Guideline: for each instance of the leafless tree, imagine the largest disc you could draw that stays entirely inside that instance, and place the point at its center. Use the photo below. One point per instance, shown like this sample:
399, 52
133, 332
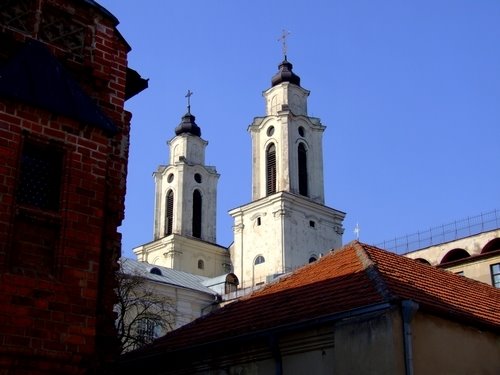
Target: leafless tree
142, 313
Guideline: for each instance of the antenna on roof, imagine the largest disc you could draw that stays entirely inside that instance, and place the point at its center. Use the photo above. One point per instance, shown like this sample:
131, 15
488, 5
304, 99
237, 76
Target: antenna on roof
282, 39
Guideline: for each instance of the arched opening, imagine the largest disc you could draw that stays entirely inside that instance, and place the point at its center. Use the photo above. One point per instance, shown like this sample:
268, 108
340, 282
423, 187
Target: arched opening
231, 284
155, 271
271, 169
455, 254
422, 260
197, 209
302, 158
169, 213
491, 246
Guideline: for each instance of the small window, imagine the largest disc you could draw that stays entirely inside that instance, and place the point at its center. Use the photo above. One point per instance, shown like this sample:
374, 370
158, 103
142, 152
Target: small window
41, 176
495, 275
169, 213
155, 271
147, 330
259, 260
302, 159
271, 170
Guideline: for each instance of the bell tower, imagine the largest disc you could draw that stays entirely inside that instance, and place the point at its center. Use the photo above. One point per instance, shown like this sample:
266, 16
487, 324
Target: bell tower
287, 224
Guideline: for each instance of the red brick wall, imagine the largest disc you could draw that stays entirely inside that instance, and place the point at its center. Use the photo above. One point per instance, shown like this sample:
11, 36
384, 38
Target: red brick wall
56, 309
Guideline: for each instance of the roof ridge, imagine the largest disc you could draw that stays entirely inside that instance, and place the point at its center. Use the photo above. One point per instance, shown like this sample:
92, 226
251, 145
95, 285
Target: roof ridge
372, 271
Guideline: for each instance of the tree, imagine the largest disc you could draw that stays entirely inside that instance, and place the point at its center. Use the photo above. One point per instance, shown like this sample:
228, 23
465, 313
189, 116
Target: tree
143, 313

────────────────────────────────────────

EXERCISE REQUIREMENTS:
Copy the records shown above in their entirety and exactly; images are to be left out.

OUTPUT BELOW:
Guideline: for each instance of the leafless tree, imagine the largest disc you could draw that stays entirely inside that instance, and place the point at its center. Use the photo below. One point per instance, shown like this sample:
399, 52
133, 332
Target: leafless tree
142, 313
Guideline: for each instance of the antenna on roof, imagine the largest disc you could draw that stays entirely inside that instance, and place the point at its center. Use the photo above. One point per instance, shown like this sample:
131, 15
488, 5
304, 99
237, 76
Target: antenna on roof
282, 39
Guideline: for each instance of the arched opening, imagine the largest disc you could draw that stays entirely inside that instance, and place the point at its center. Use the photo above. One point per instance, shown like this sample:
268, 108
340, 282
423, 187
Target: arched opening
231, 284
155, 271
271, 169
455, 254
422, 260
197, 209
302, 158
169, 213
491, 246
Guideline: for each instance of the small window, imagine the largest disc you could draw that stays entirely inside that instance, and place the point at its center. Use the photo above. One point per instance, shown like this sample:
374, 370
158, 103
142, 152
Target: small window
41, 176
495, 275
169, 213
155, 271
147, 330
259, 260
302, 159
271, 170
Guideline: for each instance of the bell tower, imagine the largest disc you could draw that stays entirely inside that instance, and place the point at its center. Use the photo above. One point per instance, shown like this sample:
266, 16
487, 324
Target: bell tower
287, 224
Guideline: for each instance of the red brick wall, imagine the largest disc you could draw that stays entirely inside that instance, and place the point at its center. Use the photo above. One point per instance, shown like this sample:
11, 36
384, 38
Target: red brick wall
56, 309
Guideline: for each instance of the roof ridge, imagine the largest disc you could draw that stays entirely inside that instance, and place the point at its center. Use the photo above. One point per instance, shown like this sample:
92, 226
251, 145
95, 285
Target: roof ridge
372, 271
Guideline: for each instance of the tree, imagine the largest disc you could draw that stays entirely inside that instance, and place the point at its center. Use the photo above. One point per instance, shown like this sample:
228, 23
465, 313
189, 116
Target: tree
143, 313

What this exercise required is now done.